**Task instructions**. The output must reproduce each line of the data word for word.

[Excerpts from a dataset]
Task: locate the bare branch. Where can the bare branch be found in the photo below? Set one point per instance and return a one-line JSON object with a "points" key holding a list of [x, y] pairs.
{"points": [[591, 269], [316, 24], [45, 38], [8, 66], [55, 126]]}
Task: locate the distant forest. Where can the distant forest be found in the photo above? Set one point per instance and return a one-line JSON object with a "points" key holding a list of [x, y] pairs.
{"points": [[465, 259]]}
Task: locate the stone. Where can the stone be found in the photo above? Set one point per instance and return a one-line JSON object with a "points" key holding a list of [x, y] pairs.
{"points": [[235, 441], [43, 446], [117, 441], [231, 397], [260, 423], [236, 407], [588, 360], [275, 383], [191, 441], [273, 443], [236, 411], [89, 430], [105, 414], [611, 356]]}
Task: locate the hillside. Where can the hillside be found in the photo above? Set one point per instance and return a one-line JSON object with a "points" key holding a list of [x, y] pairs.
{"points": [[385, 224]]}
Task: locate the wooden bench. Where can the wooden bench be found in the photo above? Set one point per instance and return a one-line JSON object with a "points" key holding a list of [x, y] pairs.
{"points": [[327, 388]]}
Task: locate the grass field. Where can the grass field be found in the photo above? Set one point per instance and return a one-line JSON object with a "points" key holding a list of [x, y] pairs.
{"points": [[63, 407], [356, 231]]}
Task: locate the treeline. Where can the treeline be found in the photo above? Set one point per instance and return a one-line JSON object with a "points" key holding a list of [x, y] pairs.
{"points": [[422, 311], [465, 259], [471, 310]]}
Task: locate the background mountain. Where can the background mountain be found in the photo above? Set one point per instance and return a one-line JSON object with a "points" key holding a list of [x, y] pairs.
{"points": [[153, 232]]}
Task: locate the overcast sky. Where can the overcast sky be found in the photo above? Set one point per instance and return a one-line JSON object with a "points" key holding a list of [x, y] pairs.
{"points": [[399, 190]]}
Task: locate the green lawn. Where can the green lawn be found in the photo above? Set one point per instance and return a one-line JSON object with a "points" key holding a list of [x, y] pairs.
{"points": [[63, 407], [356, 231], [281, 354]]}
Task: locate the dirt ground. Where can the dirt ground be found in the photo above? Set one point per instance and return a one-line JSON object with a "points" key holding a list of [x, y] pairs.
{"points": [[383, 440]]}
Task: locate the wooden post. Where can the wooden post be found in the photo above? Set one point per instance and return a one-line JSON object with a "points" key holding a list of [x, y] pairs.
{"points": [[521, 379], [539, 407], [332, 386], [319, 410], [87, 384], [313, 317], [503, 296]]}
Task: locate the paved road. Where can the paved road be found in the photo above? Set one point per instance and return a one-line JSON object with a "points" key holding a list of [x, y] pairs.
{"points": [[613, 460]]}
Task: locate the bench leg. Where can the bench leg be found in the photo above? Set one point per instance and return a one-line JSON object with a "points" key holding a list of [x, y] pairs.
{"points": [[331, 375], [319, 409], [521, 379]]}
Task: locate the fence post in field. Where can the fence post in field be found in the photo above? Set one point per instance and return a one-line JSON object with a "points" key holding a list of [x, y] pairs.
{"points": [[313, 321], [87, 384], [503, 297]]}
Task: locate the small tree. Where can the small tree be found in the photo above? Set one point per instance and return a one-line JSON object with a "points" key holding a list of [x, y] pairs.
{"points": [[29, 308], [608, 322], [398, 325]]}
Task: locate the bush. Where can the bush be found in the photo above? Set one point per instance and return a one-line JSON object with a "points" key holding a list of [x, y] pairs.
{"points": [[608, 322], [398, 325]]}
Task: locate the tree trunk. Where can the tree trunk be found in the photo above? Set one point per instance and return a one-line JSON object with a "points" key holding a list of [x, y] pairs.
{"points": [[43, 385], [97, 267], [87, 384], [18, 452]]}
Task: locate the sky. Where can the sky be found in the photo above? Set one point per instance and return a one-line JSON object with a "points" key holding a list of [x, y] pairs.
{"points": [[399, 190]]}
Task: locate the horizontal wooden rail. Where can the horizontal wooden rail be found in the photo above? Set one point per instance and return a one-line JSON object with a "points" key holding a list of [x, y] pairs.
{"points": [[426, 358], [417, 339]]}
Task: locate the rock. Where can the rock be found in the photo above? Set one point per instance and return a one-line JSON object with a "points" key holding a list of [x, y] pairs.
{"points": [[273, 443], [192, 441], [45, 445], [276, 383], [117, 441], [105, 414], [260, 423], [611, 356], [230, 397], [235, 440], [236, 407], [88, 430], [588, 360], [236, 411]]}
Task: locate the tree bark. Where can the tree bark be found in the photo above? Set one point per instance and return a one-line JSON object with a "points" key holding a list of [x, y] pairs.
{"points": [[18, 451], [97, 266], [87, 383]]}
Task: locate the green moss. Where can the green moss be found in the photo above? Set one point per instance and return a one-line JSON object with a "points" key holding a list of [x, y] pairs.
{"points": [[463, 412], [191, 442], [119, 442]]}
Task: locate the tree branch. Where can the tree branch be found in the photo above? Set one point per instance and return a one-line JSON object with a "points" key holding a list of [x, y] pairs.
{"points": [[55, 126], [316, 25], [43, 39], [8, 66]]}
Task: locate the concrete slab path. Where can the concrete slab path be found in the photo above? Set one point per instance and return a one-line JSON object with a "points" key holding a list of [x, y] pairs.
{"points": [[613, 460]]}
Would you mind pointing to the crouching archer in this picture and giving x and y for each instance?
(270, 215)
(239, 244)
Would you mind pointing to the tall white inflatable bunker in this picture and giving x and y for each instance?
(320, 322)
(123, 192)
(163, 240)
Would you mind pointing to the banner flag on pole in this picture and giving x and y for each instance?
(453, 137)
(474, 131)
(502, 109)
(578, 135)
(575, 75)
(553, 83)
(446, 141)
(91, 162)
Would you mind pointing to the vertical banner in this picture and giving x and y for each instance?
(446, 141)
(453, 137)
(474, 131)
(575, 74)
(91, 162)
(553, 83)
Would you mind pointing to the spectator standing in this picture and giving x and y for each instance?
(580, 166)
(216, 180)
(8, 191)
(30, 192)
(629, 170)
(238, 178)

**Solution for this problem**.
Task: locate the bare branch. Where can the bare branch be found in the photo below? Set one point per instance and return a one-line JSON object with a "points" key holding a list of [x, y] pairs.
{"points": [[591, 269], [316, 24], [45, 38], [8, 66], [55, 126]]}
Task: locate the distant forest. Where can the distant forest be found in the photo above? Set one point per instance and return a one-line JSON object with a "points" key holding a list of [x, y] pairs.
{"points": [[465, 259]]}
Task: locate the stone. Where can the stone be found in the photo above? Set one point per instance and return a one-line JSON object with a "points" key holding a list of [x, y] pairs.
{"points": [[235, 441], [43, 446], [117, 441], [231, 397], [260, 423], [236, 407], [588, 360], [275, 383], [191, 441], [273, 443], [236, 411], [89, 430], [105, 414], [611, 356]]}
Task: locate the hillside. Where can the hillside be found in the photo above? Set one point per instance and return a one-line JSON object with a "points" key holding a list of [x, y] pairs.
{"points": [[385, 224]]}
Task: locate the wooden bench. Where can the wooden bench be found in the photo above? Set one point per instance and return a one-line JSON object with a "points" key holding a list of [x, y] pairs.
{"points": [[327, 388]]}
Task: locate the grass field. Where can the grass field be found in the photo above? Set one point per instance and return a one-line JSON object with a "points" key holding a list of [x, y] pairs.
{"points": [[63, 407], [356, 231]]}
Task: locate the treeline. Where can the treeline be found in the photo above? Set one point per instance and return a one-line JSON object with a "points" key holding a list of [x, y] pairs.
{"points": [[422, 311], [465, 259], [471, 310]]}
Task: locate the background mountain. Where can the background mountain be found in the photo above? Set one point per instance and return a one-line JSON object with a "points" key holding a list of [x, y] pairs.
{"points": [[153, 232]]}
Task: locate the overcast sky. Where can the overcast sky be found in the photo above? Set one point per instance and return a one-line JSON object with a "points" key holding a list of [x, y] pairs.
{"points": [[399, 190]]}
Task: locate the green lawn. Where can the green lawn be found in the photo above? Set one point per instance and return a one-line JSON object with a "points" key holding a list of [x, y] pairs.
{"points": [[63, 407], [356, 231], [281, 354]]}
Task: locate the dirt ground. Where can the dirt ground be found in the photo above? Set one point per instance and return a one-line JSON object with a "points" key holding a list of [x, y] pairs.
{"points": [[383, 440]]}
Task: locate the wooden post. Where can the wooden post be found in the photo above? Set one point per instance and return a one-line JSON object with a "points" key holding a list of [x, y] pairs.
{"points": [[521, 379], [539, 407], [332, 386], [319, 410], [87, 384], [313, 317], [503, 296]]}
Task: locate the paved road. Where can the paved road be found in the photo above? Set one point per instance and return a one-line JSON object with a "points" key holding a list of [x, y] pairs.
{"points": [[613, 460]]}
Task: locate the bench leg. Where can the bench leg be found in the photo above? Set one point per instance and return a one-line JSON object with a "points" key holding a list of [x, y] pairs.
{"points": [[331, 375], [319, 409], [521, 379]]}
Task: locate the fence post in field. Where can the fence post in field be found in the photo above? Set one point per instance and return a one-line JSON object with a "points" key holding a list of [x, y] pairs.
{"points": [[313, 321], [87, 384], [503, 297]]}
Task: locate the small tree. Where can the small tree be found in the photo above? Set one point per instance and return a one-line JSON object with a "points" key holding a list of [x, y] pairs.
{"points": [[29, 308], [608, 322], [398, 325]]}
Task: locate the bush. Where can the bush be found in the photo above? Set one point per instance and return a one-line JSON object with a "points" key holding a list of [x, y] pairs.
{"points": [[608, 322], [398, 325]]}
Task: locate the tree trunk. Where can the tree trunk be found in the photo above? Set one point per instance and return a one-line JSON object with a "points" key holding a list of [x, y] pairs.
{"points": [[43, 385], [97, 267], [87, 384], [18, 452]]}
Task: locate the sky. Where can the sky be found in the photo above? Set one point per instance and return a one-line JSON object with a "points" key holding a list of [x, y] pairs.
{"points": [[399, 190]]}
Task: locate the horizontal wooden rail. Where can the horizontal wooden rail be found in the photo above? Set one point per instance and return a one-line JSON object with a "points" key holding a list of [x, y] pairs.
{"points": [[426, 358], [417, 339]]}
Task: locate the rock. Where can the rock be found in the photo above? Set one point per instance and return a one-line JSON object with a "points" key holding a list of [x, y] pairs.
{"points": [[273, 443], [192, 441], [45, 445], [276, 383], [117, 441], [105, 414], [260, 423], [611, 356], [230, 397], [235, 440], [236, 407], [88, 430], [588, 360], [236, 411]]}
Task: locate the tree bark. Where can the tree bark be found in the photo above? Set one point per instance and return a one-line JSON object with a "points" key holding a list of [x, y] pairs.
{"points": [[18, 451], [97, 266], [87, 383]]}
Task: locate the green moss. Where can the green moss be found in the photo above? Set one point per instance and return a one-line JSON object with a "points" key holding a list of [x, y] pairs.
{"points": [[463, 412], [191, 442], [119, 442]]}
Task: locate the tree branch. Where can the tree branch be found in the photo above? Set one point per instance and return a one-line JSON object with a "points" key holding a list of [x, y] pairs.
{"points": [[55, 126], [316, 25], [43, 39], [8, 66]]}
Task: locate the concrete slab path. Where can the concrete slab path be found in the photo above? Set one point per instance and return a one-line JSON object with a "points" key holding a list of [x, y] pairs.
{"points": [[613, 460]]}
Would you mind pointing to the crouching archer in this picture and giving x and y for each instance?
(270, 215)
(239, 244)
Would you mind pointing to the tall white inflatable bunker in this picture and giving x and y for each instance?
(320, 322)
(123, 192)
(163, 240)
Would you mind pointing to the banner flag on pole in this picture and giving x and y for each instance?
(453, 137)
(474, 131)
(502, 109)
(578, 135)
(575, 75)
(553, 83)
(446, 141)
(91, 162)
Would you mind pointing to the vertical banner in this picture and giving x and y for each instance?
(446, 141)
(453, 137)
(474, 131)
(575, 74)
(91, 162)
(553, 83)
Would you mind pointing to the spectator standing in this picture and giving x and y for each instance?
(580, 166)
(216, 180)
(8, 191)
(30, 192)
(629, 170)
(238, 178)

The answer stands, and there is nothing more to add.